Entries
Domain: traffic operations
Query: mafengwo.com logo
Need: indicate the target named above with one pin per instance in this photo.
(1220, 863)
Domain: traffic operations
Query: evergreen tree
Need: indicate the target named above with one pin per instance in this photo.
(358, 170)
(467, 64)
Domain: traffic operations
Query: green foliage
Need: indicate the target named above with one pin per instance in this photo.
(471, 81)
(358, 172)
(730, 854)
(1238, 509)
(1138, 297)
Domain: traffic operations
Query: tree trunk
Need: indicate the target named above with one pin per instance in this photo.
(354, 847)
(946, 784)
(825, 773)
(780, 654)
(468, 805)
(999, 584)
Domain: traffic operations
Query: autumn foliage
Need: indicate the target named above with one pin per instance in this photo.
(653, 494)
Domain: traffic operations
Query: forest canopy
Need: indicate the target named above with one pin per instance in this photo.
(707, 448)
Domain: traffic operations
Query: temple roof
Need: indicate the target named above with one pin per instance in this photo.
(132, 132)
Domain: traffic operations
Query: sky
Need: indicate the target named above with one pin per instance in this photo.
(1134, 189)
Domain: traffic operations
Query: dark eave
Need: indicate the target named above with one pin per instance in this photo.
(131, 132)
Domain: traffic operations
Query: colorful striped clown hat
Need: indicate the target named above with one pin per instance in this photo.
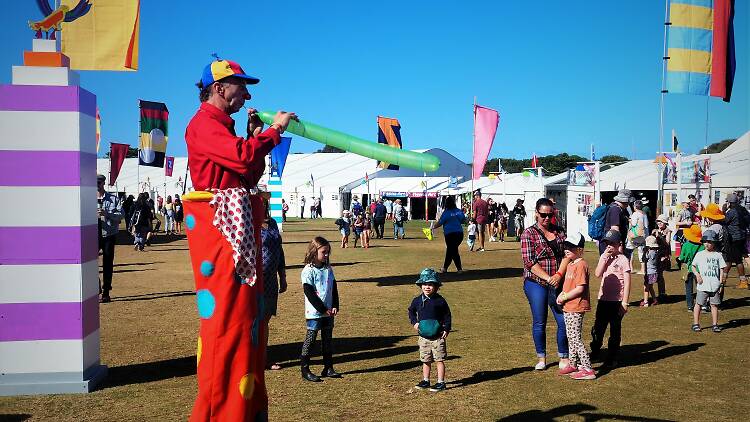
(220, 69)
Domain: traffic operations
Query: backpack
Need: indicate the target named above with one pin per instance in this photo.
(597, 221)
(357, 209)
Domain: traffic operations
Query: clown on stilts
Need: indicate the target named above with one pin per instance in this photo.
(223, 218)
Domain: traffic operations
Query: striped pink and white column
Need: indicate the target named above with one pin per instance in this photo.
(49, 308)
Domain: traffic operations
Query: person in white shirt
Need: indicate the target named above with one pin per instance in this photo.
(710, 271)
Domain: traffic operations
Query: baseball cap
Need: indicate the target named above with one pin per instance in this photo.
(709, 236)
(612, 236)
(220, 69)
(575, 240)
(428, 275)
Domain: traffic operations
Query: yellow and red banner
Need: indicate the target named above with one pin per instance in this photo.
(105, 38)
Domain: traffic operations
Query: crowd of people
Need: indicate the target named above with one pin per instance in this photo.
(234, 243)
(556, 276)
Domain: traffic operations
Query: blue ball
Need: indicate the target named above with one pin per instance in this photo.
(207, 268)
(206, 303)
(190, 221)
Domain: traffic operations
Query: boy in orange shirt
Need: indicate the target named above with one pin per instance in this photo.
(576, 301)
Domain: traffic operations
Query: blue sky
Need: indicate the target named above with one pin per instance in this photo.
(562, 74)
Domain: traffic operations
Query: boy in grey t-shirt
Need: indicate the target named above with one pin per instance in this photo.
(709, 269)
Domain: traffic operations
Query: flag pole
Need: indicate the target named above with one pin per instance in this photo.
(138, 156)
(660, 160)
(473, 148)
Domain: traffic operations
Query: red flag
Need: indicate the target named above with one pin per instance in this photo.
(485, 127)
(169, 167)
(117, 155)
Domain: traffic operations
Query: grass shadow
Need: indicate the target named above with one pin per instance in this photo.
(16, 417)
(138, 373)
(152, 296)
(137, 263)
(130, 271)
(400, 280)
(347, 349)
(735, 302)
(644, 353)
(579, 409)
(395, 367)
(735, 323)
(483, 376)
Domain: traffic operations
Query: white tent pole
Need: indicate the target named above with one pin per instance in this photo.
(665, 57)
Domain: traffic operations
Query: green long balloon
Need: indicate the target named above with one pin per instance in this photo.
(349, 143)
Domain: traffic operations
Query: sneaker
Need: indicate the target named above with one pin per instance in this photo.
(422, 385)
(568, 370)
(439, 386)
(584, 374)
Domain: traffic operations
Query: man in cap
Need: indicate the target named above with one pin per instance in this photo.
(736, 221)
(617, 219)
(480, 212)
(225, 246)
(109, 215)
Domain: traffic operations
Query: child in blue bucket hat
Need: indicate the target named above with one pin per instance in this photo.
(430, 315)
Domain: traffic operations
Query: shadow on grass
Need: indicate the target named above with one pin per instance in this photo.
(643, 353)
(735, 323)
(735, 302)
(395, 367)
(167, 250)
(483, 376)
(130, 271)
(347, 349)
(14, 417)
(153, 296)
(582, 410)
(138, 373)
(335, 264)
(400, 280)
(138, 263)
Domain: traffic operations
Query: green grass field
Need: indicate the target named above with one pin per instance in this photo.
(149, 333)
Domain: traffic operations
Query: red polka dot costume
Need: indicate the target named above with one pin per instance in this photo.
(225, 256)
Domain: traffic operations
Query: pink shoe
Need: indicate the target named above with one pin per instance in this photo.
(570, 369)
(584, 374)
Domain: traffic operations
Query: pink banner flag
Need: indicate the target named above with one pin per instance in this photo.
(485, 127)
(169, 167)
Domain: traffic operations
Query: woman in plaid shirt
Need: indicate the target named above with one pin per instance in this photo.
(543, 270)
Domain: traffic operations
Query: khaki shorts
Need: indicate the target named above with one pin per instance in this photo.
(702, 297)
(432, 350)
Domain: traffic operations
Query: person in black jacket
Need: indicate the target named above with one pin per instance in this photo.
(430, 315)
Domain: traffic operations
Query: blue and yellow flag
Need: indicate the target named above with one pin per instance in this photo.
(701, 48)
(389, 133)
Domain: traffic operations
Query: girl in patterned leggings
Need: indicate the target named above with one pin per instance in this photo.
(576, 302)
(321, 306)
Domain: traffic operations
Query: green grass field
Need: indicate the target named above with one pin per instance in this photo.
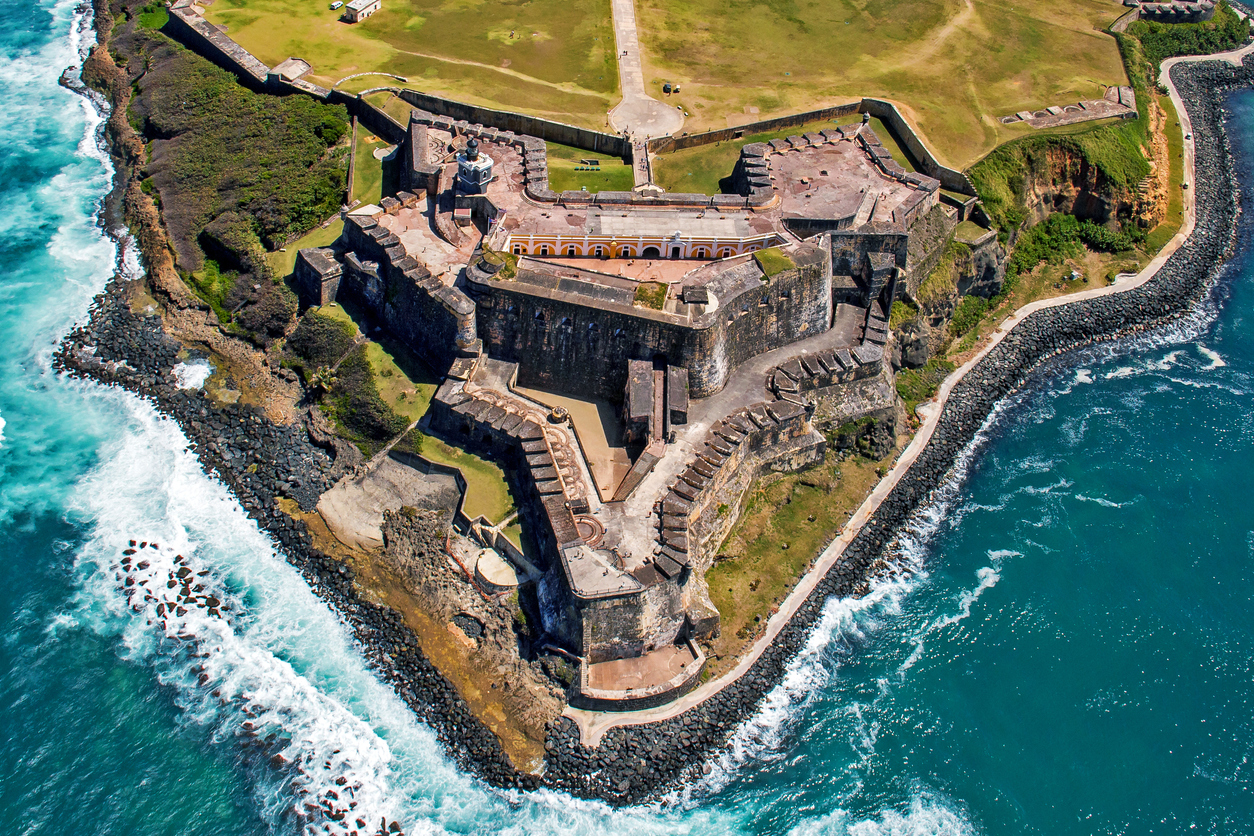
(705, 168)
(552, 58)
(368, 172)
(285, 262)
(615, 174)
(952, 65)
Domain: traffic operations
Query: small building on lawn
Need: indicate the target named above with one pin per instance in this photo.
(359, 10)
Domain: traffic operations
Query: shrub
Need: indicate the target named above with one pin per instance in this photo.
(917, 385)
(358, 409)
(319, 340)
(900, 313)
(968, 313)
(651, 295)
(773, 261)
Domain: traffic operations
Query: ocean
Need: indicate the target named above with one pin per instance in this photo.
(1067, 648)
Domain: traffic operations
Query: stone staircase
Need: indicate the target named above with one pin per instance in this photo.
(877, 325)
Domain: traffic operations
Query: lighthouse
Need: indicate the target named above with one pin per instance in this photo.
(474, 169)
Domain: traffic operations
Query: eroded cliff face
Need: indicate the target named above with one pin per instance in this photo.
(1062, 181)
(490, 629)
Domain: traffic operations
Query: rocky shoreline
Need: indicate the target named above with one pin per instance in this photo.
(262, 461)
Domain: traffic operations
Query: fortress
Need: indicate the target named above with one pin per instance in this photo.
(735, 331)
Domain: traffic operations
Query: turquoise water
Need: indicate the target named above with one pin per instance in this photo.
(1069, 651)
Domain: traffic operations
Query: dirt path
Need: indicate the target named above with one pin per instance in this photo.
(595, 725)
(504, 70)
(638, 114)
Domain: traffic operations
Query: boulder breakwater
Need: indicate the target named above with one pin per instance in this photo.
(261, 461)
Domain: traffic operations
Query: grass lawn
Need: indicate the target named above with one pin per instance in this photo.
(706, 169)
(368, 172)
(285, 262)
(487, 490)
(408, 394)
(969, 232)
(406, 385)
(759, 570)
(953, 67)
(613, 174)
(552, 58)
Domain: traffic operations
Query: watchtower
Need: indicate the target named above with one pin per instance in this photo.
(474, 169)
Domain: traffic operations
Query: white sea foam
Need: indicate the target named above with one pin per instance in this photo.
(843, 621)
(1213, 356)
(928, 815)
(987, 578)
(192, 375)
(1101, 500)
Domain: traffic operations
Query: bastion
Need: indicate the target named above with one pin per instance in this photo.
(721, 322)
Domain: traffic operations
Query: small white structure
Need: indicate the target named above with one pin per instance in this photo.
(474, 169)
(359, 10)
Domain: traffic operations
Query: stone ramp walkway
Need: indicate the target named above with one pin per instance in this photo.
(595, 725)
(638, 114)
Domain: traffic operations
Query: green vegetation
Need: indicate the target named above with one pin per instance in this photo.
(405, 384)
(1115, 151)
(1225, 31)
(356, 407)
(567, 172)
(368, 172)
(900, 313)
(917, 385)
(1002, 177)
(1060, 237)
(212, 286)
(411, 443)
(220, 148)
(968, 313)
(784, 525)
(958, 65)
(552, 59)
(487, 490)
(773, 261)
(942, 282)
(153, 15)
(508, 262)
(651, 295)
(706, 169)
(321, 339)
(284, 262)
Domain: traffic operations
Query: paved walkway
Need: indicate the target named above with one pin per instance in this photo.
(595, 725)
(638, 114)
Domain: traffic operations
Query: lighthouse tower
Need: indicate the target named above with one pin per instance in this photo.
(474, 169)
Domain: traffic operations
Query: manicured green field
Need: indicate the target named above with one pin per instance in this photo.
(368, 172)
(952, 65)
(285, 262)
(568, 173)
(706, 169)
(552, 58)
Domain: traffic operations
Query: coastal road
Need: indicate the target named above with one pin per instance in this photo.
(638, 114)
(595, 725)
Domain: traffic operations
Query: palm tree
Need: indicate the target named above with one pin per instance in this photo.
(322, 380)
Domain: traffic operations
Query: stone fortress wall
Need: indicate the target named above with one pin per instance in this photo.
(566, 339)
(561, 331)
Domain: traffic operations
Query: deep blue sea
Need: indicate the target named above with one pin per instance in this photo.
(1069, 652)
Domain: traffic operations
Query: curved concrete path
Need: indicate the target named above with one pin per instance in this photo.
(640, 115)
(595, 725)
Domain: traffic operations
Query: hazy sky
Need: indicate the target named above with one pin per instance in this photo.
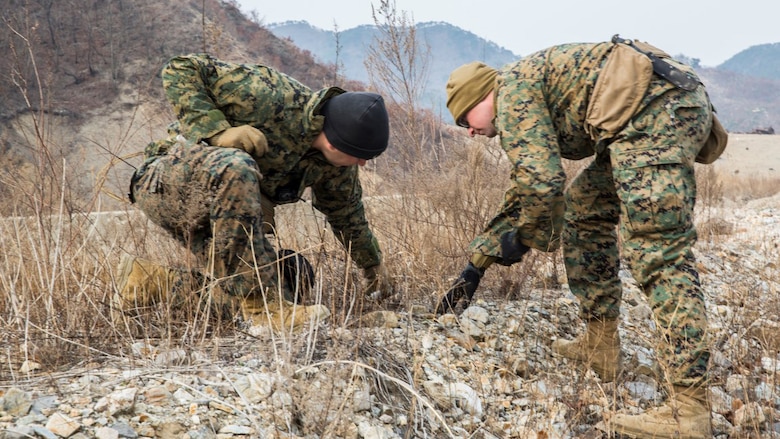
(710, 30)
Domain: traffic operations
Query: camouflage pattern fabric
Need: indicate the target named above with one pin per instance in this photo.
(642, 180)
(209, 96)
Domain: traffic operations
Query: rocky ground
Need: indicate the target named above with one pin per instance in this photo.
(403, 372)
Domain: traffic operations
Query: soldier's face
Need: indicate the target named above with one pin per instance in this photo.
(333, 155)
(479, 119)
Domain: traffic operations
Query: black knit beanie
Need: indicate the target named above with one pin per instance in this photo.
(356, 123)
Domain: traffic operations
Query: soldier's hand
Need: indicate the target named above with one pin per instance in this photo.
(512, 250)
(245, 137)
(462, 291)
(379, 284)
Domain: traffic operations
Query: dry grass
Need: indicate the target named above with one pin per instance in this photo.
(58, 271)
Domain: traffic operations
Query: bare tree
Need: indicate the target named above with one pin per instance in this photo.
(397, 64)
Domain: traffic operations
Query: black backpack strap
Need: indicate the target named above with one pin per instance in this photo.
(662, 68)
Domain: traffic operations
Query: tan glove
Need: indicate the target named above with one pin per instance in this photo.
(378, 283)
(245, 137)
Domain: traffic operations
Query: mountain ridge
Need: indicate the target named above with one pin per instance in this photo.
(745, 89)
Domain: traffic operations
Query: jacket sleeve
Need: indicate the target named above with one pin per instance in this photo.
(339, 197)
(534, 204)
(187, 81)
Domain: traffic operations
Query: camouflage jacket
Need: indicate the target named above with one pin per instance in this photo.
(541, 105)
(209, 95)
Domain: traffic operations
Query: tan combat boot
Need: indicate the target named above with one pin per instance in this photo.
(282, 316)
(598, 347)
(686, 415)
(140, 283)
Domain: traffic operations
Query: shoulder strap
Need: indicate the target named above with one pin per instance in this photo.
(663, 68)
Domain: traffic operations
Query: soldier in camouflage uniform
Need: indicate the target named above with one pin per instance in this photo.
(644, 135)
(247, 139)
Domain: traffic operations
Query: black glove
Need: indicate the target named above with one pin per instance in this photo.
(297, 273)
(512, 250)
(462, 290)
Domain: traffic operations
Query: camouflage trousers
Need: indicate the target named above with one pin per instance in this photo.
(209, 199)
(636, 200)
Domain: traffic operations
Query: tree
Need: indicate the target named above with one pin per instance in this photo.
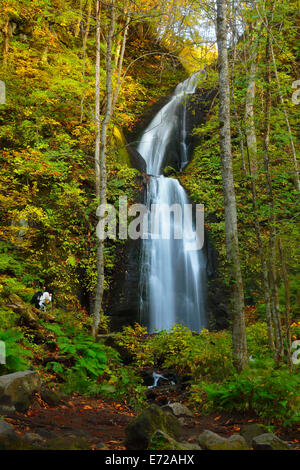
(102, 163)
(240, 353)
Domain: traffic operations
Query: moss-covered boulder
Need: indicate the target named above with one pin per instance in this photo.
(17, 388)
(140, 431)
(209, 440)
(51, 397)
(162, 441)
(269, 441)
(249, 431)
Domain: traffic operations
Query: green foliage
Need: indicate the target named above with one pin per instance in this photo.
(204, 355)
(17, 357)
(91, 368)
(87, 358)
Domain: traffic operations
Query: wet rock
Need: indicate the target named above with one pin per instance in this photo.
(61, 443)
(101, 446)
(162, 441)
(249, 431)
(140, 431)
(17, 388)
(269, 441)
(6, 430)
(209, 440)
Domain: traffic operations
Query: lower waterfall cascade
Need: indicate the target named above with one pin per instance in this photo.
(173, 275)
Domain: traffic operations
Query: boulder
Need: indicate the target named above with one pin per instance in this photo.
(62, 443)
(6, 430)
(51, 397)
(162, 441)
(17, 388)
(249, 431)
(8, 437)
(140, 431)
(178, 409)
(209, 440)
(269, 441)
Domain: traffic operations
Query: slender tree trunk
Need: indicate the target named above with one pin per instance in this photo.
(251, 142)
(97, 101)
(6, 35)
(121, 58)
(272, 216)
(103, 144)
(240, 353)
(85, 35)
(287, 305)
(249, 117)
(294, 156)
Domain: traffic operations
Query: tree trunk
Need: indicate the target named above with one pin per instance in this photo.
(240, 353)
(251, 142)
(287, 305)
(272, 217)
(97, 101)
(249, 117)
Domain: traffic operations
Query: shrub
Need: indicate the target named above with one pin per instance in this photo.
(271, 393)
(17, 357)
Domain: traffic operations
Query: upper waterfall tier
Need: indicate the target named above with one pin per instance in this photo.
(170, 121)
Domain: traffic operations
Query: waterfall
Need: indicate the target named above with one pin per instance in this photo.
(173, 274)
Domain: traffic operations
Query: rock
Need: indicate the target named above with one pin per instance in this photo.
(8, 438)
(178, 409)
(17, 388)
(61, 443)
(269, 441)
(101, 446)
(51, 397)
(249, 431)
(209, 440)
(6, 430)
(162, 441)
(140, 431)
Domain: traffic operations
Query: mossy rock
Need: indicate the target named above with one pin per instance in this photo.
(140, 431)
(249, 431)
(209, 440)
(51, 397)
(62, 443)
(162, 441)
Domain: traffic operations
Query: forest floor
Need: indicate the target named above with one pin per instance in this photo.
(102, 422)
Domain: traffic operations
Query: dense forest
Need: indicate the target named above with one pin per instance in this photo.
(115, 343)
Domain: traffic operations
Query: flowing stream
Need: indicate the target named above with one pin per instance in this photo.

Exercise brief
Please copy the records word for word, starting at the first line and ending at the line that contains "(1138, 297)".

Response to the task
Domain: traffic operations
Query: mafengwo.com logo
Need: indicate the target named above with one pin per instance in this photo.
(1220, 863)
Domain: traffic operations
Query: evergreen tree
Need: indicate the target named above with one pin per instance in this photo.
(358, 170)
(467, 64)
Domain: traffic operations
Query: green foliage
Need: indicate the target named above with one pin per instance in this photo.
(471, 81)
(358, 172)
(730, 854)
(1238, 509)
(1138, 297)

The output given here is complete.